§ **Written exercise**:
Exactly reproduce the entries, dropping any pictures from your copy.
------------------------
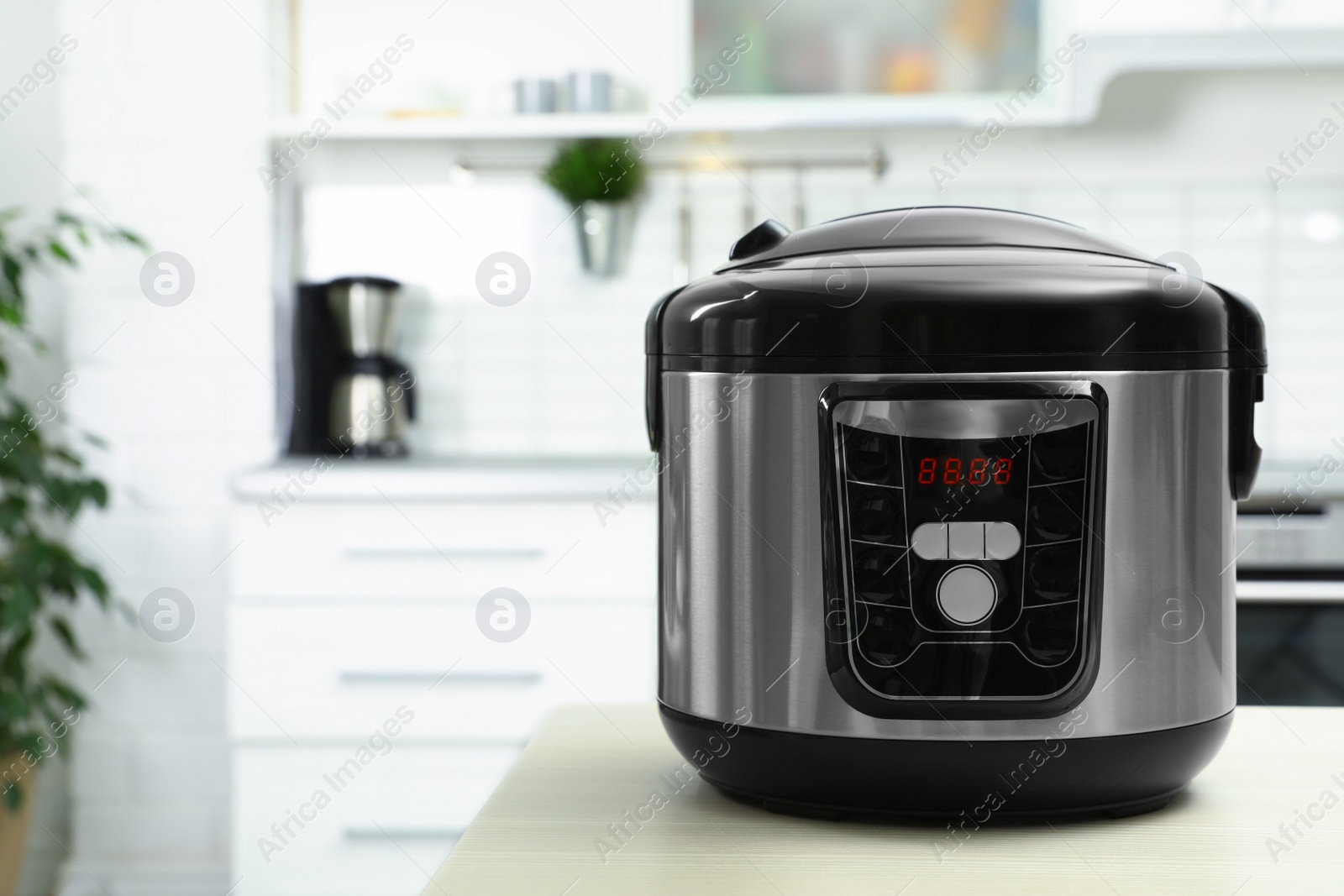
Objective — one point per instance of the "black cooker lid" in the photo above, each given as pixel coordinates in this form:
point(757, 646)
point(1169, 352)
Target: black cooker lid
point(948, 289)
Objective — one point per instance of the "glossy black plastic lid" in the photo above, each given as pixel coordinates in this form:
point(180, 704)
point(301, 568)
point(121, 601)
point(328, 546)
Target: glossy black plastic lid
point(948, 289)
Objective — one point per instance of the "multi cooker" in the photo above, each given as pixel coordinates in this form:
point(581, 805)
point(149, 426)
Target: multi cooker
point(947, 516)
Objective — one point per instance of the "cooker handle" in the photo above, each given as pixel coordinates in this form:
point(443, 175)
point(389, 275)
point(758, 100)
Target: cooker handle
point(1245, 390)
point(654, 367)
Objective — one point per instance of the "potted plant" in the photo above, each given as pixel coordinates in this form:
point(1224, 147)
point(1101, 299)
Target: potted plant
point(600, 177)
point(42, 486)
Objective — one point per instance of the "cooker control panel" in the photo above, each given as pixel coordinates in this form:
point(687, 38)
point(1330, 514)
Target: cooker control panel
point(964, 544)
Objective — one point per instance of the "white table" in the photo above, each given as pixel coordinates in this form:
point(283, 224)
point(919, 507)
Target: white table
point(541, 832)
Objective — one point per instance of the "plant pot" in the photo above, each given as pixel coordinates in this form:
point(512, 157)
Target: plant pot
point(13, 825)
point(605, 230)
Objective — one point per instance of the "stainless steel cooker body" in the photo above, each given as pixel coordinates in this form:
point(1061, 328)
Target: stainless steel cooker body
point(743, 609)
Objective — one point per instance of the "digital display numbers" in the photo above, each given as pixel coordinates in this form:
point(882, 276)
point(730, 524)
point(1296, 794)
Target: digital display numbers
point(954, 470)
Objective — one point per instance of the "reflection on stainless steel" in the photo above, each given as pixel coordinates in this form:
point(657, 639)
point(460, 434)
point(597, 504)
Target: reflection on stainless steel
point(366, 316)
point(968, 419)
point(743, 577)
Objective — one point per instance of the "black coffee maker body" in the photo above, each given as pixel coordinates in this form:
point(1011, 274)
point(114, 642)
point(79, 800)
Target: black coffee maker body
point(351, 396)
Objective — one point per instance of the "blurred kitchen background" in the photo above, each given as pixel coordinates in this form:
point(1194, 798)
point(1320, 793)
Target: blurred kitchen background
point(327, 598)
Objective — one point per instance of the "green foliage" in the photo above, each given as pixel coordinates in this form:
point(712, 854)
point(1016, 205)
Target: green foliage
point(601, 170)
point(42, 486)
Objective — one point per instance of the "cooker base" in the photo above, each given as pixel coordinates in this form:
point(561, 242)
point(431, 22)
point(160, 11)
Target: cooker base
point(831, 777)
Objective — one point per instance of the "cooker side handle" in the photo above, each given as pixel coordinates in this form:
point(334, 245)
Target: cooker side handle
point(654, 367)
point(1245, 390)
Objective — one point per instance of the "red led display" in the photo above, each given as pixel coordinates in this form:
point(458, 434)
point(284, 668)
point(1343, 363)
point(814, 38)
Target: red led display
point(951, 470)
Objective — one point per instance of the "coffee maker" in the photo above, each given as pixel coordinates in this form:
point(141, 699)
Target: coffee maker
point(351, 396)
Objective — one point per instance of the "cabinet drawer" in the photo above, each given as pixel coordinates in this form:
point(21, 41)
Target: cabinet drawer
point(407, 799)
point(444, 550)
point(339, 671)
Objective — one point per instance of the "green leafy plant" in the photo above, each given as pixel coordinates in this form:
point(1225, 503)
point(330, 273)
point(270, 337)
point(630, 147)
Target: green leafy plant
point(42, 488)
point(597, 170)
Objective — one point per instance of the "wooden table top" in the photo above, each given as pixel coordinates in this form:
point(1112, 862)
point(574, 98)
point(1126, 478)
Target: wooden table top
point(549, 828)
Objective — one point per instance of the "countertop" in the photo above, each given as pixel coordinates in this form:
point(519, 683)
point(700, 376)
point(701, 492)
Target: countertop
point(546, 829)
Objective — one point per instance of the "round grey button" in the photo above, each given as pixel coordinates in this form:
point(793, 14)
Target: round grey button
point(967, 594)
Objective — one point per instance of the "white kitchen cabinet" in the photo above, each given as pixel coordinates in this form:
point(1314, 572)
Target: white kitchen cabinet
point(354, 645)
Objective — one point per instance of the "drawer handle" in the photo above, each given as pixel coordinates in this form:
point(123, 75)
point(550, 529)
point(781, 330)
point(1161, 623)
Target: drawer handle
point(434, 553)
point(403, 833)
point(430, 679)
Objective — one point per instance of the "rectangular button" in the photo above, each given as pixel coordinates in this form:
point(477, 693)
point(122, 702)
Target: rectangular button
point(931, 542)
point(967, 540)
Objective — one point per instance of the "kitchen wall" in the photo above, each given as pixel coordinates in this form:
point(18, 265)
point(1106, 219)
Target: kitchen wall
point(165, 110)
point(31, 183)
point(1175, 163)
point(165, 116)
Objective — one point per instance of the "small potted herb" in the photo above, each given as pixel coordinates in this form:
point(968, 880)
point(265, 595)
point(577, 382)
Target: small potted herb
point(600, 177)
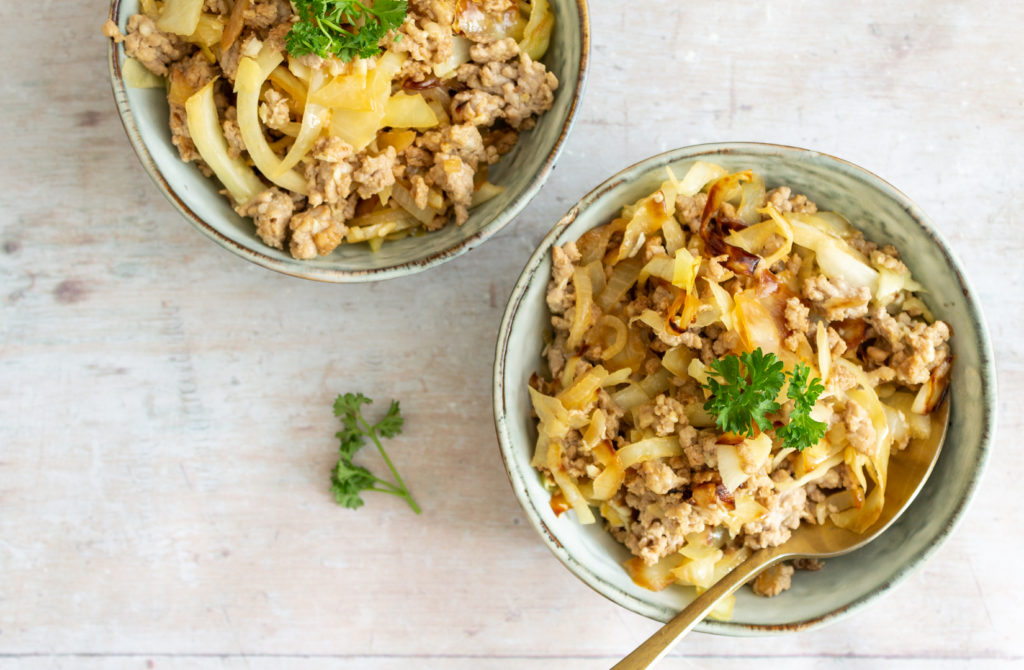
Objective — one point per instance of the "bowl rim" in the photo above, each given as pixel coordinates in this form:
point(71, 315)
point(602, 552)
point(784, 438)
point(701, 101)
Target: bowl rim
point(294, 267)
point(986, 370)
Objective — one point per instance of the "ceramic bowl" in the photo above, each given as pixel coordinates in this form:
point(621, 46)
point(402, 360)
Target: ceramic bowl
point(848, 583)
point(144, 114)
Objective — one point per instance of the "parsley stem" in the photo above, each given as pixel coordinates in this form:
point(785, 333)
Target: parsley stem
point(401, 485)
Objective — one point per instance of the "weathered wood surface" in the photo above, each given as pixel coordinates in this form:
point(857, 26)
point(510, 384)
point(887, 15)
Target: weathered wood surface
point(165, 421)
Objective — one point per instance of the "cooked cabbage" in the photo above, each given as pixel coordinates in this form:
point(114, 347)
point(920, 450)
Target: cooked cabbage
point(538, 33)
point(180, 16)
point(699, 175)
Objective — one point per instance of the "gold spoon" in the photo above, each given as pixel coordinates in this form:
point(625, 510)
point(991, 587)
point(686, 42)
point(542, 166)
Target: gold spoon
point(907, 471)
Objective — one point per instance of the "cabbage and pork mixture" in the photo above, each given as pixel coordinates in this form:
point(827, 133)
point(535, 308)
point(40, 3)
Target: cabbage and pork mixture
point(727, 363)
point(338, 121)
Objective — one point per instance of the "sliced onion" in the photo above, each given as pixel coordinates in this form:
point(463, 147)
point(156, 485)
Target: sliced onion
point(685, 269)
point(608, 482)
point(204, 126)
point(653, 578)
point(584, 309)
point(622, 335)
point(659, 266)
point(569, 490)
point(538, 33)
point(247, 103)
point(623, 279)
point(631, 396)
point(314, 119)
point(180, 16)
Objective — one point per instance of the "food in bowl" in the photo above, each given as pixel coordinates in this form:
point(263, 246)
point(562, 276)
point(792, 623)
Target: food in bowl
point(727, 363)
point(345, 122)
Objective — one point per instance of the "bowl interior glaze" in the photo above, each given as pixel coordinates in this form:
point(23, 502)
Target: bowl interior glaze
point(848, 583)
point(522, 172)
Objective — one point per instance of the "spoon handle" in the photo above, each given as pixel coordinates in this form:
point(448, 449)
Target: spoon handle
point(660, 642)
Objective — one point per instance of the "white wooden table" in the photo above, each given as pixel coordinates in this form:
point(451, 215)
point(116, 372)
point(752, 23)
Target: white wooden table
point(165, 408)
------------------------
§ **Finished task**:
Objective — one point per instance of the "black cooker lid" in the photo above, each given as pixel coordinates in this form:
point(757, 646)
point(1169, 352)
Target: black cooker lid
point(948, 289)
Objective — one point per instance of the "glossy black plastic lid" in the photo above, each given as pixel coordinates in this form:
point(180, 704)
point(301, 568)
point(121, 601)
point(328, 546)
Target: glossy black plastic lid
point(948, 289)
Objective — one point per instance of the "multi cooker" in the photo above, each given as pixel coordinates in this form:
point(581, 805)
point(149, 426)
Target: multi cooker
point(947, 516)
Objective — one point per instance of the "cooker handle" in the photo above, each given as pixel coordinates in this form:
point(443, 175)
point(389, 275)
point(758, 100)
Target: cooker handle
point(1245, 390)
point(654, 367)
Objective — one point per instance of the "potted plant" in the photo above, each given as pixel coordinates in this form:
point(1224, 147)
point(1101, 299)
Target: potted plant
point(600, 177)
point(42, 486)
Objective — one point per instance of the "cooker control panel" in the photo above, each given as pixel coordinates in this form:
point(687, 38)
point(1330, 514)
Target: cooker control panel
point(964, 544)
Objective — one point per instance of the "white table" in the photo above, each given as pixel coordinates in this form:
point(283, 224)
point(919, 507)
Target: white table
point(541, 832)
Objective — one point per instance of the "plant pot" in the photo above, each given as pixel coordinates in this form:
point(512, 157)
Target: plant pot
point(13, 825)
point(605, 230)
Objective — one point per instance of the "stainless steel cooker body" in the photo above, each given as pixel coordinates in this form:
point(1061, 328)
Target: stainless steel cooker body
point(743, 609)
Objective — one point per instance of the "digital display numbers" in the photo above, each given as pixel coordinates in this form:
point(882, 276)
point(730, 524)
point(1296, 794)
Target: digital display numbers
point(954, 470)
Objective — one point per instance of the "reflection on stainless steel" in the photo above, each given as pixel coordinates in this form:
point(657, 639)
point(460, 434)
point(597, 504)
Target: reflection on stainless steel
point(366, 316)
point(968, 419)
point(743, 577)
Objective — one point per instance of the "black coffee maker body" in the photo above, each given as pixel coordinates in this form:
point(1011, 274)
point(114, 642)
point(79, 800)
Target: black coffee maker body
point(351, 396)
Objective — one point per instance of the "blurred kitchen background" in the photo above, each given as pixel coordinates in this form:
point(1194, 798)
point(1320, 793)
Target: blurred kitchen background
point(327, 598)
Objective — one point per instance of the "green foliage" in the photo above, each given as pixel coordinates in this form:
point(712, 854)
point(1016, 205)
Target: green foliage
point(601, 170)
point(42, 486)
Objective — one point per instance of the "cooker base" in the photo above, each given as pixel coordinates in this form:
point(561, 242)
point(431, 22)
point(160, 11)
Target: cooker base
point(831, 777)
Objective — one point per instance of the "cooker side handle" in the photo above, each given as pixel coordinates in this form:
point(334, 245)
Target: cooker side handle
point(654, 367)
point(1245, 390)
Objective — one point per instance of the "red led display" in the photo above, each given as pixel coordinates in this form:
point(458, 434)
point(284, 668)
point(1343, 363)
point(814, 38)
Target: red led display
point(951, 470)
Objective — one point per instance of the "coffee maker" in the photo above, each given as pixel coordinates in this form:
point(141, 699)
Target: coffee maker
point(351, 396)
Objective — one point per instance of the "cabinet drawer" in the photo above, each given as pixel coordinates in this form:
point(21, 41)
Target: cabinet drawer
point(407, 799)
point(444, 550)
point(339, 671)
Objective — one point per instance of the "green leafy plant" in the photo above, each given as pixel coordinates in this form:
point(1225, 503)
point(330, 273)
point(270, 337)
point(630, 147)
Target: green leafy plant
point(42, 488)
point(597, 170)
Objective — one point per instance of the "wooden table top" in the photo above, each given as pixel coordinates in this form:
point(1112, 862)
point(574, 98)
point(1126, 478)
Target: wooden table top
point(549, 828)
Objective — one point per instance of the "countertop" in the photo above, each given as pixel coordinates in this form:
point(519, 683)
point(700, 376)
point(701, 492)
Target: countertop
point(546, 829)
Objective — one point per instance of the "round grey button" in the photo above, each given as pixel coordinates in this form:
point(793, 14)
Target: round grey button
point(967, 594)
Objective — one point per instance of the "white kitchen cabinet" in the photo above, each given as pixel coordinates in this form:
point(1314, 572)
Target: white kitchen cabinet
point(354, 645)
Objective — one point per instance of the "drawer handle" in the photo above, each given as pixel coordinates in this form:
point(123, 75)
point(550, 529)
point(781, 330)
point(1161, 623)
Target: drawer handle
point(434, 553)
point(403, 833)
point(430, 679)
Objective — one point per instance of the "rectangular button" in the photo above, each given as pixel coordinates in this form:
point(477, 693)
point(122, 702)
Target: rectangular button
point(931, 542)
point(967, 540)
Objective — one point per instance of the "kitchen wall" in the photo above, each given as pixel coordinates in this form:
point(18, 265)
point(1106, 219)
Target: kitchen wall
point(165, 110)
point(31, 183)
point(1175, 163)
point(165, 116)
Objective — one point per instance of the "small potted herb" in the photo above, each given as pixel coordinates in this form:
point(968, 880)
point(265, 595)
point(577, 382)
Target: small potted herb
point(600, 177)
Objective — one point per instance of the "bowl rim" in the photo above, each given as pixel coordinates in this form:
point(71, 315)
point(602, 552)
point(784, 438)
point(701, 101)
Target: bowl rim
point(294, 267)
point(986, 370)
Objective — one point per instance of the "ceramic bowl" in the photo above, each given as pixel coordinates in this form:
point(621, 46)
point(402, 360)
Target: ceramic bowl
point(848, 583)
point(144, 114)
Objective — one point per instance of the "parsley stem" in the photo above, each given as pixel coordinates in this form:
point(785, 333)
Target: parsley stem
point(401, 485)
Objective — one point per instance of the "weathered wood surface" in the photo above, each given as pixel coordinates in this form:
point(857, 26)
point(510, 384)
point(887, 15)
Target: weathered wood surface
point(165, 421)
Objective — one point per instance of the "cooked cabbage" in the photo above, each given as pixel coordinates in this form:
point(114, 347)
point(920, 450)
Target: cooked cabbage
point(538, 33)
point(180, 16)
point(699, 175)
Objective — one point per instance of the "gold spoon" in the photo above, each given as pixel coordinates in this form:
point(625, 510)
point(991, 587)
point(686, 42)
point(542, 166)
Target: gold spoon
point(907, 471)
Objective — one point per instance of the "cabbage and pork mixture" in the photo above, each given as pixel coordinates in this form:
point(827, 133)
point(535, 308)
point(40, 3)
Target: cabbage and pork mixture
point(727, 363)
point(338, 121)
Objective — one point per instance of the "sliced onion" in the photo above, each given as pixel coordinates in this form:
point(463, 147)
point(156, 485)
Target: sliced onion
point(685, 269)
point(608, 482)
point(204, 126)
point(653, 578)
point(584, 309)
point(622, 335)
point(659, 266)
point(569, 490)
point(538, 33)
point(247, 103)
point(623, 279)
point(631, 396)
point(314, 119)
point(180, 16)
Objective — one point per instance of the "food in bowl" in the photo above, each given as pixel coordinates in this form:
point(263, 246)
point(562, 276)
point(792, 623)
Target: food in bowl
point(727, 363)
point(345, 122)
Objective — one point per instance of the "bowl interior glaze" in the photo above, each given as pixel coordinates in this form:
point(23, 502)
Target: bowl interior glaze
point(848, 583)
point(522, 172)
Objective — one point per instance of the "spoon handle" in the photo above, each given as pixel coordinates in this form:
point(448, 449)
Target: spoon handle
point(660, 642)
Objective — one point per instance of the "white wooden table" in the photo above, each given as pixel coordinates in this form:
point(451, 215)
point(116, 372)
point(752, 23)
Target: white wooden table
point(165, 408)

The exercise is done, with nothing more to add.